Task goal: Leave the images out and write out each entry exactly as shown.

Records from a data source:
-- -- --

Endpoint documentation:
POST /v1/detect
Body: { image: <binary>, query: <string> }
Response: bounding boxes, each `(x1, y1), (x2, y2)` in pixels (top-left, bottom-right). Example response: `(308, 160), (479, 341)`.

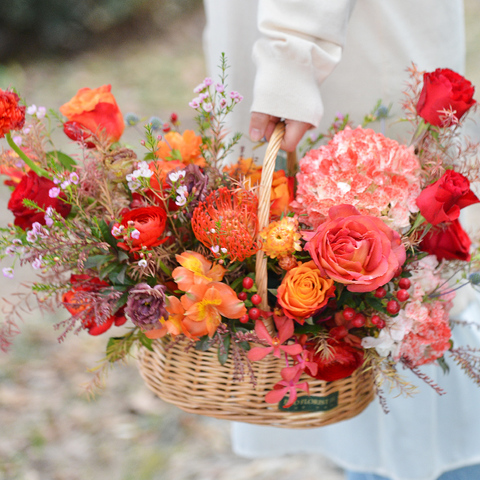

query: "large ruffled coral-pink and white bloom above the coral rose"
(292, 127), (420, 230)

-- -- --

Problem solution:
Endpoint documentation:
POST /v1/detect
Body: { image: <binary>, query: <string> }
Response: bounding boxes, each `(x1, y1), (x2, y2)` in pixels (top-left, bottom-right). Example response: `(308, 160), (479, 341)`.


query: "large ruffled coral-pink and white bloom above the coral rose"
(292, 127), (420, 230)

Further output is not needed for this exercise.